■ DOCUMENT TEXT ■
Figure 9.2 – Comparison of Kubernetes HPA and VPA

Those mechanisms are especially powerful as they get combined. As you remember, we need to scale both application and the infrastructure where it runs, so using only HPA or only using Cluster Autoscaler won’t be sufficient. In fact, all three mechanisms can be used together, but this is a complex topic that you should not approach without getting enough K8s experience first. For the scope of KCNA, you only need to know what autoscaling is and which autoscaling mechanisms Kubernetes has to offer.

At the end of the day, autoscaling is a crucial part of Cloud Native that is required to strike a balance between workload performance and infrastructure size and costs.

Moving on, we are going to learn more about Serverless—an evolution of computing that gained adoption over the last years.

Serverless

In the very first chapter, we briefly touched on a definition of Serverless—a newer cloud delivery model that appeared around 2010 and is known as Function as a Service or FaaS.

Serverless

This is a computing model where code is written as small functions that are built and run without the need to manage any servers. Those functions are triggered by events (for example, the user clicked a button on the web page, uploaded a file, and so on).

Despite the name, the truth is that Serverless computing still relies on real hardware servers underneath. However, servers running the functions are completely abstracted away from the application development. In this model, the provider handles all operations that are required to run the code: provisioning, scaling, maintenance, security patching, and so on. Since you don’t need to take care of servers ever, the model is called Serverless.

Serverless brings in several advantages besides a lack of routine server operations. The development team can simply upload code to the Serverless platform, and once deployed, the application and infrastructure it runs on will be scaled automatically as needed based on demand.

When a Serverless function idles, most cloud providers won’t charge anything as with no events, there are no executions of the functions and thus no costs are incurred. If there are 10,000 events that trigger 10,000 function executions, then in most cases, their exact execution times will be billed by the provider. This is different from a typical pay-as-you-go VM in the cloud where you pay for all time the VM is running, regardless of the actual CPU/RAM utilization. A sample Serverless architecture is shown in Figure 9.3:

Figure 9.3 – Serverless architecture example

Figure 9.3 – Serverless architecture example

Note

An API Gateway is a part of Serverless that allows us to define endpoints for the REST API of an application and connect those endpoints with corresponding functions implementing the actual logic. API Gateway typically handles user authentication and access control and often provides additional features for observability.

■ JOB 1 ■
Locate each line of the records that contains the string "fish" and copy those lines. Case counts when matching.
The text on autoscaling and Serverless and the records are independent of each other.

Coordinate annotation records:

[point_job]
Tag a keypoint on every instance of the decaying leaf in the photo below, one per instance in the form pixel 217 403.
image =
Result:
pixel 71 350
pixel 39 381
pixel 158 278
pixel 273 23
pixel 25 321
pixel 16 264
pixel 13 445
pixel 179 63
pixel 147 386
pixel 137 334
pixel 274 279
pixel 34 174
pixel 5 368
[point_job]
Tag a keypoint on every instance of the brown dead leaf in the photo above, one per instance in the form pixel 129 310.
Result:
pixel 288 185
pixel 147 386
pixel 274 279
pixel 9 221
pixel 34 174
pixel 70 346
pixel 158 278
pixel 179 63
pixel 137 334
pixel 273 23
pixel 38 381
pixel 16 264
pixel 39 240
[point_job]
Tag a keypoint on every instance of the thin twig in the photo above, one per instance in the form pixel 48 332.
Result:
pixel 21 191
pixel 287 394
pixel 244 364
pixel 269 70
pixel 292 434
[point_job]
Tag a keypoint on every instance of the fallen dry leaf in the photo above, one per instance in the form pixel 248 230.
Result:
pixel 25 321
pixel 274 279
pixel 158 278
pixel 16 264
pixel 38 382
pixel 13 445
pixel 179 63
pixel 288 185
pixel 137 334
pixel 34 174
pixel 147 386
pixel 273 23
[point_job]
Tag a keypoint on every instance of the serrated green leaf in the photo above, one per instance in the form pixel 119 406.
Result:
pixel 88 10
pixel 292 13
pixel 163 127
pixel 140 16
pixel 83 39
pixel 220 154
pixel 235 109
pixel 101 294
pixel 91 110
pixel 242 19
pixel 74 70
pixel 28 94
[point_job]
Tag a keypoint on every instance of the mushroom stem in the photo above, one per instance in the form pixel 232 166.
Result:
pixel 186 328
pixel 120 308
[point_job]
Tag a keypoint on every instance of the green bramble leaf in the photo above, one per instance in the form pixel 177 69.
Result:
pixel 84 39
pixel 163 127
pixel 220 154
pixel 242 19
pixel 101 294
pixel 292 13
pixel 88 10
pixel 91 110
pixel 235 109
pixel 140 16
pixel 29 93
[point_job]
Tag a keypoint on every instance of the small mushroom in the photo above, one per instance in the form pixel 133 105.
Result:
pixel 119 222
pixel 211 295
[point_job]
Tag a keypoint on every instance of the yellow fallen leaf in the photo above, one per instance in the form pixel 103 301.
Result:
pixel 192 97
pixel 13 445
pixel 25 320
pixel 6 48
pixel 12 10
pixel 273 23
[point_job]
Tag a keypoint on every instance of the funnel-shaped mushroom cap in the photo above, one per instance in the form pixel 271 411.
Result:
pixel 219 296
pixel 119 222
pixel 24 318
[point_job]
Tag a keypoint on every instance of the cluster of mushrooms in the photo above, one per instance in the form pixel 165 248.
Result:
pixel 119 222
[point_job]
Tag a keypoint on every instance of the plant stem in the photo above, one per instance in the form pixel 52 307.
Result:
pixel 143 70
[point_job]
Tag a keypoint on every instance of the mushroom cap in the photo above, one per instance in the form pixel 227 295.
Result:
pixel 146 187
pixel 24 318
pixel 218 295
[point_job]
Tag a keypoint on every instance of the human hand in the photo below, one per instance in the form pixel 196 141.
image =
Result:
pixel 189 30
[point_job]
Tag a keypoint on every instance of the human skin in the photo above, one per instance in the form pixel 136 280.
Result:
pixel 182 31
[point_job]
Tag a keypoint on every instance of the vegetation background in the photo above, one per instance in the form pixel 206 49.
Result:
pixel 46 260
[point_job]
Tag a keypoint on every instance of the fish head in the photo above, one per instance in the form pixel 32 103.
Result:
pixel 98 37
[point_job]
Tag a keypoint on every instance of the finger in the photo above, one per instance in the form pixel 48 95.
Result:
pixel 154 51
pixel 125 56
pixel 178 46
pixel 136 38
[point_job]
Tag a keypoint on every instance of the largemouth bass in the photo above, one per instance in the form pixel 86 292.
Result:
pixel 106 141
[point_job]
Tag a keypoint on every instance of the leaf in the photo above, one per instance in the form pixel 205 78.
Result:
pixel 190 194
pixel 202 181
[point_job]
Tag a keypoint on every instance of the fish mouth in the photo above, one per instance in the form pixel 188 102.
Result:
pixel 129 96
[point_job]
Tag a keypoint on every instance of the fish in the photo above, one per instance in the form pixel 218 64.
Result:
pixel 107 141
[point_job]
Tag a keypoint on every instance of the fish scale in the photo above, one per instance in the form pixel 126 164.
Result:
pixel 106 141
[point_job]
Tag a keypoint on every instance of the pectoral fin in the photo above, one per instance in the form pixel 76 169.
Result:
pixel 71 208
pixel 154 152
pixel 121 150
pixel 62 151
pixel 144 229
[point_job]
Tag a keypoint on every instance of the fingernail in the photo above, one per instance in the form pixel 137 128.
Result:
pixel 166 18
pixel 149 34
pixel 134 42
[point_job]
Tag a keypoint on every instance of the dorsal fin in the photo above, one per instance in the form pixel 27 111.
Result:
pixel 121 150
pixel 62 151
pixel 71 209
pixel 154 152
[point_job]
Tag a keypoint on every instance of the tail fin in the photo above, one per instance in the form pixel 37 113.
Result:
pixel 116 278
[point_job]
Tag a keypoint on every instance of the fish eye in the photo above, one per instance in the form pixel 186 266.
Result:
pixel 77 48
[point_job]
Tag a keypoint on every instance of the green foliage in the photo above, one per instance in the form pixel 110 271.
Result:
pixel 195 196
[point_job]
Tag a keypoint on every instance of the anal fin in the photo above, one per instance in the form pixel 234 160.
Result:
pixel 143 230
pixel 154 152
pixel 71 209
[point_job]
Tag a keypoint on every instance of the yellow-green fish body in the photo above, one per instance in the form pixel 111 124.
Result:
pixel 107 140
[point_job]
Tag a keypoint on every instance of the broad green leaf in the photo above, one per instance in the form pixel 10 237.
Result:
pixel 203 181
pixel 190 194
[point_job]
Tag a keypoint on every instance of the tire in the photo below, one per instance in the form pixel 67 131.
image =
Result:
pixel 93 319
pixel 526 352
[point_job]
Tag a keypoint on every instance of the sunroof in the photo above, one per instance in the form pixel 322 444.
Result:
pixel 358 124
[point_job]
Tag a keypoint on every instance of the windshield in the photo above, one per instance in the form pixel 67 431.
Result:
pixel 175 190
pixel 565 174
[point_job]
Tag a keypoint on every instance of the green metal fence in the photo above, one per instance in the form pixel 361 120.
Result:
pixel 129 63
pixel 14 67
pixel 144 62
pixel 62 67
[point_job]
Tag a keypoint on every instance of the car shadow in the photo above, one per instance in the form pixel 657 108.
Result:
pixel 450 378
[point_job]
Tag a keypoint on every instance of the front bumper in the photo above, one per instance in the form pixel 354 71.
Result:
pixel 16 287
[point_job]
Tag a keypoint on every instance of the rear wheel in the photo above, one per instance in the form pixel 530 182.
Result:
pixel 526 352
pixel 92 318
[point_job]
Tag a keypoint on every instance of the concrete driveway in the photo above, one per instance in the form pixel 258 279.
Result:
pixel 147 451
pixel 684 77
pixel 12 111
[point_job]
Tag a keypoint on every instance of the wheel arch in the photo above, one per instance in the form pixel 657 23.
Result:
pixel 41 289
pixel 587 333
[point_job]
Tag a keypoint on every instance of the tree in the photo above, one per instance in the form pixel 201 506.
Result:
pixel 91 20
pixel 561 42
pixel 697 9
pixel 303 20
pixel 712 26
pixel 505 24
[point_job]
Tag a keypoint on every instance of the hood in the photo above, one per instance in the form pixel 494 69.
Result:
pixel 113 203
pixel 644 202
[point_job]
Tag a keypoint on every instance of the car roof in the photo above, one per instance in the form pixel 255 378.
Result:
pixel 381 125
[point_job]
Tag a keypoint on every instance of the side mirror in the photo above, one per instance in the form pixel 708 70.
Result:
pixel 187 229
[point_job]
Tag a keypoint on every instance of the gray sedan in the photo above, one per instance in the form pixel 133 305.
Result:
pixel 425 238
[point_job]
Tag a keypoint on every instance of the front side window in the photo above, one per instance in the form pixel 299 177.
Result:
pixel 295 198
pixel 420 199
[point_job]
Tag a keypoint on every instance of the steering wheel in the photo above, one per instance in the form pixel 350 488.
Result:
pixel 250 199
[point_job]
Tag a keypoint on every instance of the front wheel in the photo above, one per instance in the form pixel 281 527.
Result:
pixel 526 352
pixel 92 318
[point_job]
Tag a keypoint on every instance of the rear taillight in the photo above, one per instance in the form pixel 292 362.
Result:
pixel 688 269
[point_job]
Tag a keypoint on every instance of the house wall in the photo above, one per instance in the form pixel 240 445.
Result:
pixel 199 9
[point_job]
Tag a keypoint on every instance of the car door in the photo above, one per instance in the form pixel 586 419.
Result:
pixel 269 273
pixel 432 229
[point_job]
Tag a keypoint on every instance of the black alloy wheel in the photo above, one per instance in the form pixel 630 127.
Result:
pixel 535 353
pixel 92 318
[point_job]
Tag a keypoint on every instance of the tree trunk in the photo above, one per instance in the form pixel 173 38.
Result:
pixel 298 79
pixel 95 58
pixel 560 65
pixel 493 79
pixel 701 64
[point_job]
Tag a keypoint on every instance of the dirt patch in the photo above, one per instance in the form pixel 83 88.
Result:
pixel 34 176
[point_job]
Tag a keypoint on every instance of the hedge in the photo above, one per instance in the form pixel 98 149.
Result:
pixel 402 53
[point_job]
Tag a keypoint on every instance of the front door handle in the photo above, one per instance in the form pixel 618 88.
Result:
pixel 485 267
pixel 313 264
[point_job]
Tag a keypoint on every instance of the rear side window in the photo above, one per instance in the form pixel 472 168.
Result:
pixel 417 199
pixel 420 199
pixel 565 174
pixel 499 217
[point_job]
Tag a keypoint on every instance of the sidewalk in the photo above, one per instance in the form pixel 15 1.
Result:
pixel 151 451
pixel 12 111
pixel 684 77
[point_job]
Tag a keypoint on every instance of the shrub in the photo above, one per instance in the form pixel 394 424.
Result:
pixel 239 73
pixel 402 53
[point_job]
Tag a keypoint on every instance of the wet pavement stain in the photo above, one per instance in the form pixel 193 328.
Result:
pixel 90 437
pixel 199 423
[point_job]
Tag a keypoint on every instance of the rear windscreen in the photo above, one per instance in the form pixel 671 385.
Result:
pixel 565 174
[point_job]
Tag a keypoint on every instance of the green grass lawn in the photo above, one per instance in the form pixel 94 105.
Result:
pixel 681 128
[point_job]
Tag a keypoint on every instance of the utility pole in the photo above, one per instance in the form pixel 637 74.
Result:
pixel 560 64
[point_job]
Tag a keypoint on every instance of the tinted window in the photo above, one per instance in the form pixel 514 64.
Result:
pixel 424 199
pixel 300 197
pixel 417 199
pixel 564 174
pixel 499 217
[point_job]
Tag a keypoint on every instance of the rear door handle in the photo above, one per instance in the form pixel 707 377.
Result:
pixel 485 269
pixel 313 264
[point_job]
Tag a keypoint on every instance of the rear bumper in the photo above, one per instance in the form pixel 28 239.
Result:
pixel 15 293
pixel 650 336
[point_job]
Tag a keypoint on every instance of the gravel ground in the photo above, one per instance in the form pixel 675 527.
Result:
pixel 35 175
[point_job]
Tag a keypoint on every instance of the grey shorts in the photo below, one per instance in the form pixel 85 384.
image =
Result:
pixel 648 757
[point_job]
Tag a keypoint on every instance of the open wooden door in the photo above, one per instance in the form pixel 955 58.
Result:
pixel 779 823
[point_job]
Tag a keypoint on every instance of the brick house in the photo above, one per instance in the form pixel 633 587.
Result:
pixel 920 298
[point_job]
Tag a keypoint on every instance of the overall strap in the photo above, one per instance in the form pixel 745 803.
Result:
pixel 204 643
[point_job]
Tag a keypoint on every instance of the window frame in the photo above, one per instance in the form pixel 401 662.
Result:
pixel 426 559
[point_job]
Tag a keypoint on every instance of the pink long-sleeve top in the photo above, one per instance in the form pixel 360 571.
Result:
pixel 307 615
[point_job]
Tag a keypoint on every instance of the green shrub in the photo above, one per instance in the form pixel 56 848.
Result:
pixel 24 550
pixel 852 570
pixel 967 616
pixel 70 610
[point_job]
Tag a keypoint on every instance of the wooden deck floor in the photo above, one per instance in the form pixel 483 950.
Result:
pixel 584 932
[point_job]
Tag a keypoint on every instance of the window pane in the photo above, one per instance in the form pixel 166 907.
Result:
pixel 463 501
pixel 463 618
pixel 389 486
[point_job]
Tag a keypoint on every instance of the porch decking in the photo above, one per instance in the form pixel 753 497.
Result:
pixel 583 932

■ JOB 2 ■
Reproduce the full text on autoscaling and Serverless word for word.

■ REPLY 1 ■
Tag a keypoint on every instance of the fish head in the photo above, one per instance in the form pixel 32 103.
Tag a keypoint on every instance of the fish mouth in the photo above, one per instance in the form pixel 188 102.
Tag a keypoint on every instance of the fish in the photo above, one per instance in the form pixel 218 64.
Tag a keypoint on every instance of the fish scale in the photo above, one per instance in the form pixel 126 164.
Tag a keypoint on every instance of the fish eye in the photo above, one per instance in the form pixel 186 266.
Tag a keypoint on every instance of the yellow-green fish body in the photo above, one per instance in the form pixel 111 124.

■ REPLY 2 ■
Figure 9.2 – Comparison of Kubernetes HPA and VPA

Those mechanisms are especially powerful as they get combined. As you remember, we need to scale both application and the infrastructure where it runs, so using only HPA or only using Cluster Autoscaler won’t be sufficient. In fact, all three mechanisms can be used together, but this is a complex topic that you should not approach without getting enough K8s experience first. For the scope of KCNA, you only need to know what autoscaling is and which autoscaling mechanisms Kubernetes has to offer.

At the end of the day, autoscaling is a crucial part of Cloud Native that is required to strike a balance between workload performance and infrastructure size and costs.

Moving on, we are going to learn more about Serverless—an evolution of computing that gained adoption over the last years.

Serverless

In the very first chapter, we briefly touched on a definition of Serverless—a newer cloud delivery model that appeared around 2010 and is known as Function as a Service or FaaS.

Serverless

This is a computing model where code is written as small functions that are built and run without the need to manage any servers. Those functions are triggered by events (for example, the user clicked a button on the web page, uploaded a file, and so on).

Despite the name, the truth is that Serverless computing still relies on real hardware servers underneath. However, servers running the functions are completely abstracted away from the application development. In this model, the provider handles all operations that are required to run the code: provisioning, scaling, maintenance, security patching, and so on. Since you don’t need to take care of servers ever, the model is called Serverless.

Serverless brings in several advantages besides a lack of routine server operations. The development team can simply upload code to the Serverless platform, and once deployed, the application and infrastructure it runs on will be scaled automatically as needed based on demand.

When a Serverless function idles, most cloud providers won’t charge anything as with no events, there are no executions of the functions and thus no costs are incurred. If there are 10,000 events that trigger 10,000 function executions, then in most cases, their exact execution times will be billed by the provider. This is different from a typical pay-as-you-go VM in the cloud where you pay for all time the VM is running, regardless of the actual CPU/RAM utilization. A sample Serverless architecture is shown in Figure 9.3:

Figure 9.3 – Serverless architecture example

Figure 9.3 – Serverless architecture example

Note

An API Gateway is a part of Serverless that allows us to define endpoints for the REST API of an application and connect those endpoints with corresponding functions implementing the actual logic. API Gateway typically handles user authentication and access control and often provides additional features for observability.